▶ _BUTIR TUGAS_: Salin tanpa perubahan bagian artikel tentang utang Indonesia, mulai dari "Ia juga mengkritik" sampai dengan "tidak ada apa-apanya.".

▶ _KUTIPAN TEKS_:
(IslamToday ID) – Ekonom senior Rizal Ramli menyoroti utang Indonesia yang diklaim pemerintah masih di angka aman. Menurutnya, pejabat pemerintah saat menyatakan besarnya utang selalu menggunakan indikator yang tidak tepat.
“Memang banyak pejabat yang menjelaskan bahwa utang kita dikelola dengan hati-hati, bahwa pengelolaannya itu sangat prudent, sangat konservatif, dan lain-lain. Tapi kalau kita lihat angka-angka pertumbuhan utang, bisa dikatakan bahwa utang dan pengendaliannya itu ugal-ugalan. Sama sekali tidak hati-hati, sama sekali tidak prudent,” ungkap Rizal Ramli dalam acara di Bravos Radio Indonesia, Selasa (23/11/2021).
Ia mengatakan untuk membayar bunga utang saja pemerintah harus meminjam, jumlahnya sekitar Rp 375 triliun, ditambah utang pokoknya sekitar Rp 400 triliun, sehingga total Rp 775 triliun.
“Tetapi pemerintah biasanya memberikan data-data yang kelihatan meyakinkan, sering menggunakan indikator yang tidak tepat untuk menyatakan besarnya utang,” ujar Rizal Ramli.
Ia melanjutkan, para pejabat pemerintah dengan sengaja menggunakan indikator utang per GDP. Mereka mengatakan bahwa utang kita itu masih rendah.
“Mohon maaf bahwa utang per GDP itu pada waktu dirumuskan oleh negara-negara OECD ada syaratnya. Boleh segitu asal tax rasionya di atas 15 persen. Padahal Indonesia sebelum pandemi 11 persen dan hari ini jauh lebih rendah lagi,” ungkap Rizal Ramli.
Ia juga mengkritik para pejabat yang coba membandingkan utang Indonesia dengan Amerika dan bahkan Jepang. Menurutnya, jika dibandingkan dengan Amerika jelas tidak ada apa-apanya.
“Amerika utangnya lebih besar dibandingkan GDP, tapi tidak dijelaskan bahwa Amerika adalah satu-satunya negara kalau defisitnya besar tinggal mencetak uang US dolar dan disebarkan di seluruh dunia, karena Amerika negara adikuasa,” ungkap Rizal Ramli.

▶ _DATA TERSEDIA_:
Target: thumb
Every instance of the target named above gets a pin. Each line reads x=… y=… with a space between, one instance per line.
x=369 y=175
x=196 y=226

▶ _JAWABAN TUGAS_:
Ia juga mengkritik para pejabat yang coba membandingkan utang Indonesia dengan Amerika dan bahkan Jepang. Menurutnya, jika dibandingkan dengan Amerika jelas tidak ada apa-apanya.